***** GEZEIGTER ABSCHNITT

1. Für das Rechtsbeschwerdegericht sind die von der Vorinstanz festgestellten Tatsachen sowie deren Würdigung grundsätzlich bindend. Es überprüft aber im Rahmen der Rechtsbeschwerde ihre Beurteilung in ihrer Gesamtheit im Hinblick auf die Ausfüllung unbestimmter Rechtsbegriffe. (BGHSt)

2. Das individuelle Verhalten einer Person begründet die konkrete Wahrscheinlichkeit, dass sie innerhalb eines übersehbaren Zeitraums eine terroristische Straftat begehen wird, wenn sich aus ihrem Verhalten auf der Grundlage einer hinreichend zuverlässigen Tatsachenbasis konkrete tatsächliche Anhaltspunkte ergeben, dass sich jederzeit eine terroristische Gefahr aktualisieren kann. Es reicht dabei nicht aus, wenn nur relativ diffuse Anhaltspunkte für mögliche Gefahren bestehen und die Tatsachenlage durch eine hohe Ambivalenz der Bedeutung einzelner Beobachtungen gekennzeichnet ist. Ebenso wenig genügen reine Vermutungen oder bloße Spekulationen. (BGHSt)

3. An den Wahrscheinlichkeitsmaßstab sind mit Blick auf das große Gewicht des Schutzes der Allgemeinheit vor Terroranschlägen und der Bereitstellung wirksamer Aufklärungsmittel zu ihrer Abwehr für die demokratische und freiheitliche Grundordnung, der Bedeutsamkeit der von terroristischen Straftaten betroffenen Rechtsgüter und des drohenden Ausmaßes der durch terroristische Anschläge drohenden Schäden sowie ihrer Eigenart, dass sie oft durch lang geplante Taten von bisher nicht straffällig gewordenen Einzelnen an nicht vorhersehbaren Orten und in ganz verschiedener Weise verübt werden, keine überspannten Anforderungen zu stellen. (BGHSt)

**********

* AUFGABEN:
1: Fasse den gezeigten Abschnitt über terroristische Straftaten in zwei Sätzen zusammen.
2: Knüpfe an den gezeigten Abschnitt über terroristische Straftaten an und setze ihn nach seinem letzten Satz fort.

***** EXTRAHIERTE DATEN

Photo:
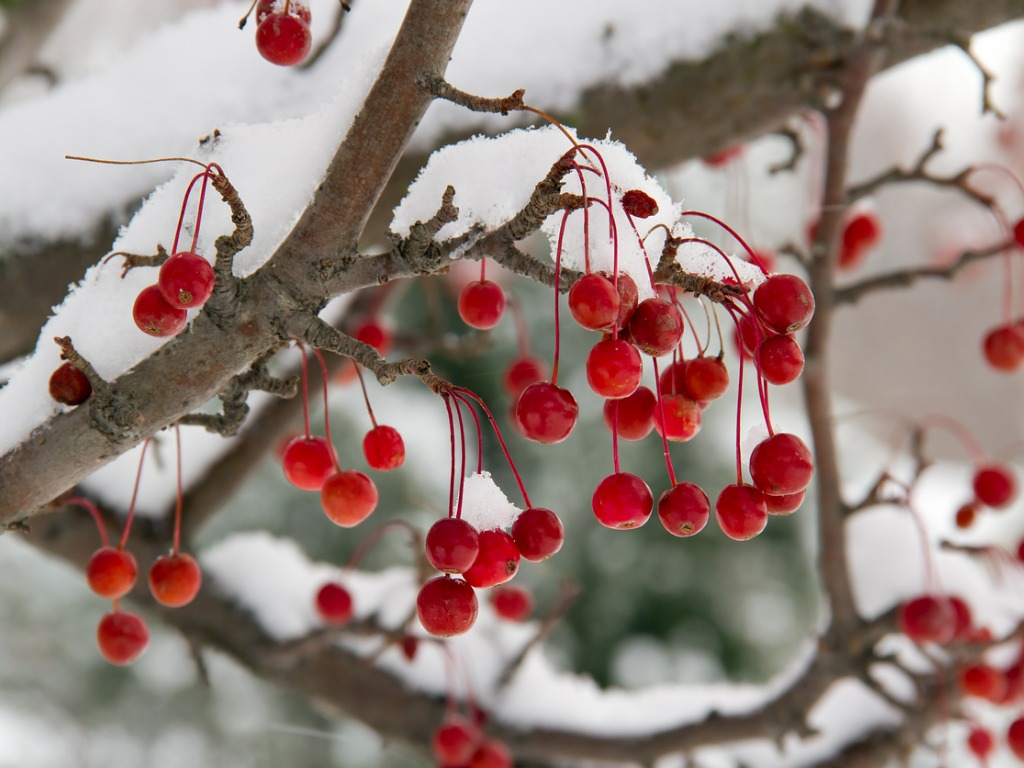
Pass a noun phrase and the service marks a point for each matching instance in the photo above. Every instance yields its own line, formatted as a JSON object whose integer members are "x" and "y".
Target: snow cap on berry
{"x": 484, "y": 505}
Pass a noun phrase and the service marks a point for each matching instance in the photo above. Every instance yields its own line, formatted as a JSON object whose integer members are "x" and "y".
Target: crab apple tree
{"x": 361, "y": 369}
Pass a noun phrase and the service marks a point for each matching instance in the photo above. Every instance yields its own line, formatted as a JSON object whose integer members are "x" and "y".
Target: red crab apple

**********
***** EXTRAHIERTE DATEN

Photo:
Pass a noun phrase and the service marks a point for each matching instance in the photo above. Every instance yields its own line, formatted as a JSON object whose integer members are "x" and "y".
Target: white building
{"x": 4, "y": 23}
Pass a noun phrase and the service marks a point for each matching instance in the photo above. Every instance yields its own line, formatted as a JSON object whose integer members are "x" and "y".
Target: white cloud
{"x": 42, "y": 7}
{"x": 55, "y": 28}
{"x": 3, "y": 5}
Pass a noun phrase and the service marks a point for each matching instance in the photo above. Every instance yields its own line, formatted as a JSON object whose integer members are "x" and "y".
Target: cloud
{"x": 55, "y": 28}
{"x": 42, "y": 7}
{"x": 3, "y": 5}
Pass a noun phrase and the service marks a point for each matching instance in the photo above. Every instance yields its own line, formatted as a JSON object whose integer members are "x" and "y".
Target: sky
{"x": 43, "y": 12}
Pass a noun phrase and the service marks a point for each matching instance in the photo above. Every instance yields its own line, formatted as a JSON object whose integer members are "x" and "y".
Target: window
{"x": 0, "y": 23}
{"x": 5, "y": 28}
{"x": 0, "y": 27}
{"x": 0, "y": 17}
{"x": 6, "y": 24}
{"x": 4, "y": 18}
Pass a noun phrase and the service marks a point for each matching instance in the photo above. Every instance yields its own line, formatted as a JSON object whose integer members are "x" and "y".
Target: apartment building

**********
***** EXTRAHIERTE DATEN

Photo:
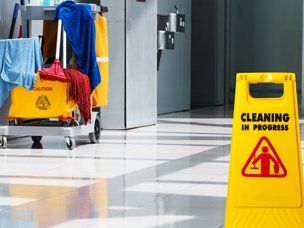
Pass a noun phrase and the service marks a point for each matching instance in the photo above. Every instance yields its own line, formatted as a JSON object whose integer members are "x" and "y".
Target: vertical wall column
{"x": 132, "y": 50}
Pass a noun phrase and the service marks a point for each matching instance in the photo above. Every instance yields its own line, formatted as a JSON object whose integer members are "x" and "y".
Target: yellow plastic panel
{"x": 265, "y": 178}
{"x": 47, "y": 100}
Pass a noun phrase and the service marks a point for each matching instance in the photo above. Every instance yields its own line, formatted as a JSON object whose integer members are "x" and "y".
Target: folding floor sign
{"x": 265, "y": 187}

**********

* LÖSUNGEN ZUR ÜBUNG:
1: Das Rechtsbeschwerdegericht ist an die Tatsachenfeststellungen der Vorinstanz und deren Würdigung grundsätzlich gebunden, prüft aber deren Gesamtbeurteilung im Hinblick auf die Ausfüllung unbestimmter Rechtsbegriffe. Die konkrete Wahrscheinlichkeit einer terroristischen Straftat verlangt konkrete tatsächliche Anhaltspunkte auf einer hinreichend zuverlässigen Tatsachenbasis, wobei diffuse Anhaltspunkte oder bloße Vermutungen nicht genügen, an den Wahrscheinlichkeitsmaßstab jedoch keine überspannten Anforderungen zu stellen sind.

2:
4. Insbesondere steht der Prognose nicht entgegen, dass andere Deutungen der festgestellten Tatsachen und Äußerungen nicht ausgeschlossen sind. Sind die für eine Gefahrprognose sprechenden tatsächlichen Anhaltspunkte und Gründe mindestens ebenso gewichtig wie die möglicherweise für eine gegenteilige Prognose sprechenden Gründe, reicht dies für die erforderliche konkrete Wahrscheinlichkeit aus. (BGHSt)

5. Verdachtsfälle, die bereits eine (endgültige) Abschiebung ohne vorherige Androhung tragen, beziehungsweise wertungsmäßig ähnlich gewichtige Fälle müssen jedenfalls auch für die Rechtfertigung des weniger schwerwiegenden Eingriffs der Datenerhebung durch längerfristige Observation ausreichen. (BGHSt)

6. Anknüpfungspunkt der Prognose muss stets das Verhalten des Betroffenen sein. Allein seine Disposition oder Zugehörigkeit zu einer Gruppe, deren Angehörige sich regelmäßig in einer bestimmten Art und Weise verhalten, reicht nicht aus. Insoweit bedarf es einer umfassenden Würdigung der Persönlichkeit des Betroffenen, seines bisherigen Verhaltens, seiner nach außen erkennbaren oder geäußerten inneren Einstellung, seiner Verbindungen zu anderen Personen oder Gruppierungen, von denen eine terroristische Gefahr ausgeht, sowie sonstiger Umstände, die geeignet sind, den Betroffenen in seinem gefahrträchtigen Denken oder Handeln zu stabilisieren oder gar zu bestärken. (BGHSt)

7. Die Vorschrift des § 15 Abs. 2 Satz 1 Nr. 3 HSOG ist der gebotenen richterlichen Begriffskonturierung zugänglich. Insbesondere ist sie auch mit Blick auf das Bestimmtheitsgebot verfassungsgemäß. (Bearbeiter)

Entscheidungstenor

1. Auf die Rechtsbeschwerde des Landes , vertreten durch das Polizeipräsidium O., wird der Beschluss des Oberlandesgerichts aufgehoben.

2. Die Datenerhebung durch längerfristige Observation und den Einsatz technischer Mittel (Foto- und Videotechnik, GPS-Sender) gegen den Betroffenen wird für die Dauer von drei Monaten für den räumlichen Bereich der Bundesländer und angeordnet.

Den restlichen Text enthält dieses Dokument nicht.